[Source data Boundary: Start]
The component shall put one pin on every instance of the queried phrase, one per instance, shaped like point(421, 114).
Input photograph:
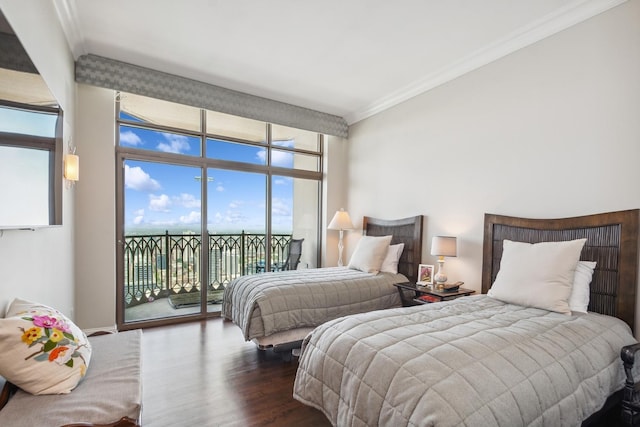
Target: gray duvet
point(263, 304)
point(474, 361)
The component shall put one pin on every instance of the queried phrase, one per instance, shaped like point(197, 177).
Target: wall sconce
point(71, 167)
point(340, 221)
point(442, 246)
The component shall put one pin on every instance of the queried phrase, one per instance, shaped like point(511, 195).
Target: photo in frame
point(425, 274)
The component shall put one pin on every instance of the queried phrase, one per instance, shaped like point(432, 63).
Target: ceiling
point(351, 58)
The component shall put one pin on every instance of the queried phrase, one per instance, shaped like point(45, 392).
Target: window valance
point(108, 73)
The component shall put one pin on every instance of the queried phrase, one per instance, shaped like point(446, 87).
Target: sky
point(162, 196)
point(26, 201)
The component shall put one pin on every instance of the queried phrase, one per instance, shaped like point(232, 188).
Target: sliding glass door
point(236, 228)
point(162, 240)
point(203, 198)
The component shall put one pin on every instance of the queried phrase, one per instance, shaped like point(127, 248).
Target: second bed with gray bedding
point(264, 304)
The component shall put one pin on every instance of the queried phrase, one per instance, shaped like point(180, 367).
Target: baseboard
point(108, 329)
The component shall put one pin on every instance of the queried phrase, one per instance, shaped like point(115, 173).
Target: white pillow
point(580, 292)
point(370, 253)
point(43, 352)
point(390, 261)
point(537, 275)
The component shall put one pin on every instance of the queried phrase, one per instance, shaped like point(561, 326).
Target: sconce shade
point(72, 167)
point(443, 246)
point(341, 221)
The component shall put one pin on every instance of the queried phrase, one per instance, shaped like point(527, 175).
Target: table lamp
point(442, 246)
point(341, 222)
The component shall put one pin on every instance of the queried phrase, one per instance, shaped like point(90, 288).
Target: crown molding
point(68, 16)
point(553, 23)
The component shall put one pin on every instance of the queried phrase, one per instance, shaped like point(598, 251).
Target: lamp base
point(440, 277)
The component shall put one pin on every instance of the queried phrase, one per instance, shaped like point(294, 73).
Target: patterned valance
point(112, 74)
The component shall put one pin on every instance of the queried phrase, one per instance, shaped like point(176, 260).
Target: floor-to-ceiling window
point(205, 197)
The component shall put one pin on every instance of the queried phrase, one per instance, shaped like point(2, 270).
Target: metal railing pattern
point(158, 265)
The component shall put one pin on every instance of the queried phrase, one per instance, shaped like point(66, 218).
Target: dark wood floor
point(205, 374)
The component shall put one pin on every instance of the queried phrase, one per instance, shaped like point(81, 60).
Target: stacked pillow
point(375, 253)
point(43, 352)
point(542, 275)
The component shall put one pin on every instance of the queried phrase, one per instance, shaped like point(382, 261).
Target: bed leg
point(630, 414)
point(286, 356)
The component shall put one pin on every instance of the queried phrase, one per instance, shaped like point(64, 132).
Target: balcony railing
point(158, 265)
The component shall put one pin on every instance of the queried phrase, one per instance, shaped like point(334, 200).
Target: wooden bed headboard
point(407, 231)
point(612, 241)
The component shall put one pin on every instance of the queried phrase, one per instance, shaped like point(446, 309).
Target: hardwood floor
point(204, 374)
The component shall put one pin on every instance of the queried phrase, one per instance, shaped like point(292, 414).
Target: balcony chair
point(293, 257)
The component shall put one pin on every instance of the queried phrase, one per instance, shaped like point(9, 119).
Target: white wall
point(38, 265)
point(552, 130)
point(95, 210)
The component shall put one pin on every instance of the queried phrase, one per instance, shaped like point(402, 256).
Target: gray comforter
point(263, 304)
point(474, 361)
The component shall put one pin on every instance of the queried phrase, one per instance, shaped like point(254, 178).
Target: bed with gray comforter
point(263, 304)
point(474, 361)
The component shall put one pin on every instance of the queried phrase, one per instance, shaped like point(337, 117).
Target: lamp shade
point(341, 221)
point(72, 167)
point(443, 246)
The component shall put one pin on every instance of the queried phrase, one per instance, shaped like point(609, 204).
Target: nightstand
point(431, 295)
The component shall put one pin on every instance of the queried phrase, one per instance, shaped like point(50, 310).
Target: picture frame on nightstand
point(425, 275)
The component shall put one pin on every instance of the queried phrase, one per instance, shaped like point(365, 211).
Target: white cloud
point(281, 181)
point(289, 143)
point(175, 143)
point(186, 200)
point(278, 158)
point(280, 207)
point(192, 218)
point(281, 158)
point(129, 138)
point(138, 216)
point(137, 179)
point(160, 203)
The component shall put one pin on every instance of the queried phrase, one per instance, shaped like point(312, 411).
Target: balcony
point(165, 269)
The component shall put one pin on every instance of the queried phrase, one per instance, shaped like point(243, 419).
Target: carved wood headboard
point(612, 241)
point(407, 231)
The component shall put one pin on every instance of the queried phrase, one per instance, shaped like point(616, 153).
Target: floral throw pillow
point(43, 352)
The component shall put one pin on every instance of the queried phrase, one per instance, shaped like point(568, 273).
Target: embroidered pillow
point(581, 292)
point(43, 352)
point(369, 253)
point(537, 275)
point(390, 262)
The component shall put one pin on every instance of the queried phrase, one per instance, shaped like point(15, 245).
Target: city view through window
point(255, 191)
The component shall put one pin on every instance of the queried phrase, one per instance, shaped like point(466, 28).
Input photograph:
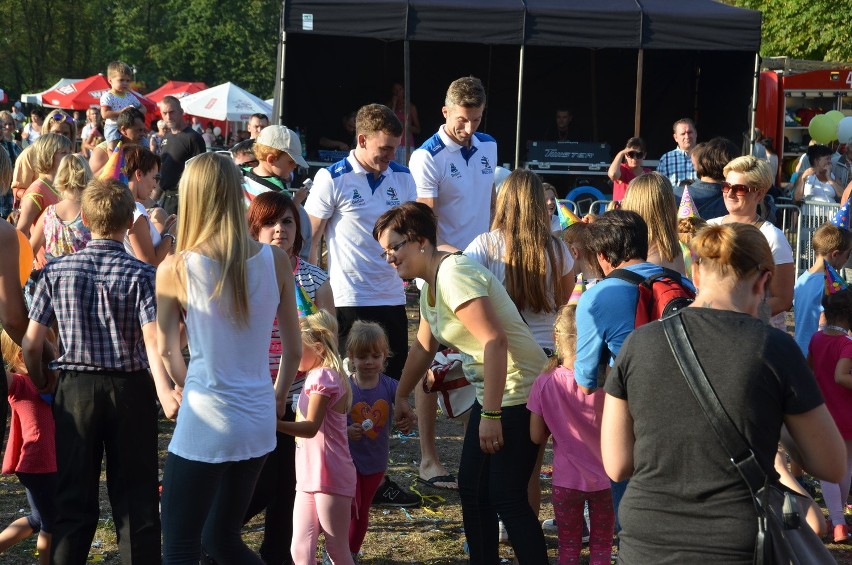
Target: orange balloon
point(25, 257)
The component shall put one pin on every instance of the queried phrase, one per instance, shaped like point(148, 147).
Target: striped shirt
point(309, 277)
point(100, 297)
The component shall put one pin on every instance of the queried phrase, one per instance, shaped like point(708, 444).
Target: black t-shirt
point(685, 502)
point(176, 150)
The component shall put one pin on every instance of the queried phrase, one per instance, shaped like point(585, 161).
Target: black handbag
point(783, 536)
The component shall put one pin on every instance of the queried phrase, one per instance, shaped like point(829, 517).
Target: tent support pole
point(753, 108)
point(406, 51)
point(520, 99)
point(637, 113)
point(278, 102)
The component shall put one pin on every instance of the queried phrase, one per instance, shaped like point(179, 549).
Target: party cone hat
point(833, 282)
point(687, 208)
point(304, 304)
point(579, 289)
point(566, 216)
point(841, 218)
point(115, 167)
[Source data Boundary: End]
### Aim of the exercise
The expected result is the material restated word for word, minus any picture.

### Answer section
The component shall put one pin on every instance of the queried phrase, one per instance, shaped like point(421, 114).
Input photograph:
Target: gray duvet
point(263, 304)
point(474, 361)
The component shall put one pin on every instance of the queried phrase, one per instance, shaped like point(197, 177).
Target: wall sconce
point(71, 167)
point(340, 221)
point(442, 246)
The component shall put one pin on every instance of the queried phrase, one per instance, shaped like point(511, 195).
Target: photo in frame
point(425, 274)
The component shall put one pin on every instance of the queried phrase, one per instance, shaped like point(432, 63).
Target: ceiling
point(351, 58)
The component shall put one pin on every instance of the queried phrase, one per instance, shaped like point(45, 392).
Target: window valance
point(108, 73)
The component shall put one pin on every instance of the queried phrase, one per instance, shaped like point(446, 87).
Target: sky
point(162, 196)
point(26, 201)
The component shall put one pin on every instance of the queried phrase, one per instance, shaped like point(232, 188).
Target: sliding glass door
point(236, 228)
point(162, 240)
point(203, 198)
The component shall put one pin on every instance of the queried phrase, one per instance, shaped like point(127, 248).
Target: second bed with gray bedding
point(264, 304)
The component shall put one pin on every instance of the queried phrase, one per instance, shaped like point(180, 367).
Target: baseboard
point(108, 329)
The component shall put one pin on every instance of the queried phrase, one per instance, shaped like point(115, 173).
Target: white pillow
point(580, 292)
point(370, 253)
point(43, 352)
point(390, 261)
point(537, 275)
The component shall put one pin on every instance of the queried phrase, one per instance, shaped like point(561, 326).
Target: sconce shade
point(72, 167)
point(443, 246)
point(341, 221)
The component shall put one pin on every instance of the queried phrase, one per instance, shaped like point(527, 175).
Target: table lamp
point(442, 246)
point(341, 222)
The component shall put one pin on every instance of the queried phrase, one per instance, shaped like point(90, 288).
Target: crown molding
point(68, 16)
point(553, 23)
The component shall put one pin on every instance of the queried phrase, one per instance, shaped like point(598, 251).
Target: lamp base
point(440, 277)
The component shall put one pin on every instance of the queried phrase, one per instance, shaped like point(294, 73).
Target: patterned valance
point(112, 74)
The component shall put one pin on every instance of the queried phrase, one per instance, shaped like point(176, 260).
Target: floor-to-ceiling window
point(205, 197)
The component shall put one pin on every instance of the queried phrase, one per instance, shaped like point(2, 270).
Target: metal railing pattern
point(158, 265)
The component shall put one pin on every instance of the queried phrase, one per instance, shaped like point(66, 218).
Target: dark wood floor
point(205, 374)
The component shall put one pin on every instance of the queried phrase, one per instance, shaped like point(81, 60).
Target: stacked pillow
point(375, 253)
point(43, 352)
point(542, 275)
The component shall put one pin on every instance of the queried phrase, one per instance, shaped like point(382, 261).
Target: bed leg
point(630, 414)
point(286, 356)
The component shall put one pin on every instance of the queried phrase, one per instance, shaped like point(64, 132).
Target: balcony railing
point(158, 265)
The component shall put one pin on every instance of the queried phrase, one per instance, shaped like point(334, 200).
Target: wooden bed headboard
point(407, 231)
point(612, 241)
The component shall put one pin on every instance of the queried phrase, one per instance, shaped like point(446, 309).
Target: hardwood floor
point(204, 374)
The component shall put one pin on every instance of the queried phrase, one per instance, shaped like point(292, 414).
Target: balcony chair
point(293, 257)
The component shall put one pin on every instance of the queried phrase, one per instance, shaped like point(9, 119).
Target: white wall
point(38, 265)
point(552, 130)
point(95, 210)
The component shall put one pin on every instance of the queried phrase, one per instance, shaped like point(402, 256).
Target: gray comforter
point(263, 304)
point(474, 361)
The component shall put one pin on every instance of the queried phrase, one per instance, shaped like point(254, 178).
Target: bed with gray comforter
point(263, 304)
point(474, 361)
The component shall put one pin on every instance of the queried phrase, one per instance, shaped like point(337, 117).
Target: lamp shade
point(341, 221)
point(72, 167)
point(443, 246)
The component shall put one pin on every instance of the queried phrase, one per instance, shaped like point(609, 204).
Target: nightstand
point(431, 295)
The component shall put one pin on every instance of the queried phrase, one per instance, shaped like point(50, 310).
Target: picture frame on nightstand
point(425, 275)
The component shall put one pin on every instance of the queried phrase, one per instance, shaped like point(365, 211).
Target: white cloud
point(281, 181)
point(289, 143)
point(175, 143)
point(186, 200)
point(278, 158)
point(280, 207)
point(192, 218)
point(281, 158)
point(129, 138)
point(138, 216)
point(137, 179)
point(160, 203)
The component shall put one pin on every instance of the queried phrase, one per instance, shaped like point(312, 411).
Target: balcony
point(165, 269)
The component shall put one pin on every instance of the queried phrase, one per instance, shaped like point(243, 419).
Target: carved wood headboard
point(612, 241)
point(407, 231)
The component shall put one pin on every instance of the queried phrase, one per instance, shaped like point(616, 153).
Target: floral throw pillow
point(43, 352)
The component shall put one pin on every instance of the queried phrase, one per instance, shaped like point(568, 273).
Target: embroidered pillow
point(581, 292)
point(43, 352)
point(369, 253)
point(537, 275)
point(390, 262)
The component shall put one pin on every instance of the queried phrase, one per instance, shaped like point(15, 245).
Target: city view through window
point(255, 191)
The component shall put one pin on every instance of the queried phrase, one per instance, shaped like point(466, 28).
Input photograph:
Target: orange balloon
point(25, 257)
The component shall put one pin on every instance of the queried phrase, one per instance, shaped like point(148, 147).
Target: striped shirt
point(309, 277)
point(100, 297)
The component shall put one pin on every instance of the queried phrase, one per instance, shaped like point(708, 444).
Target: black t-shirt
point(685, 502)
point(176, 150)
The component shall put one pin on every instance of the queried phrase, one per instance, shaped like point(585, 161).
Target: black handbag
point(783, 536)
The component shall put one pin on every instance of the queried phrase, one per instance, shaped like point(829, 517).
Target: tent support pole
point(753, 108)
point(406, 51)
point(520, 99)
point(637, 113)
point(278, 102)
The component shall put one pin on every instance of the queried phrase, one per instance, shaped like point(179, 549).
Target: party cone hat
point(833, 282)
point(687, 208)
point(304, 304)
point(579, 289)
point(566, 216)
point(841, 218)
point(115, 167)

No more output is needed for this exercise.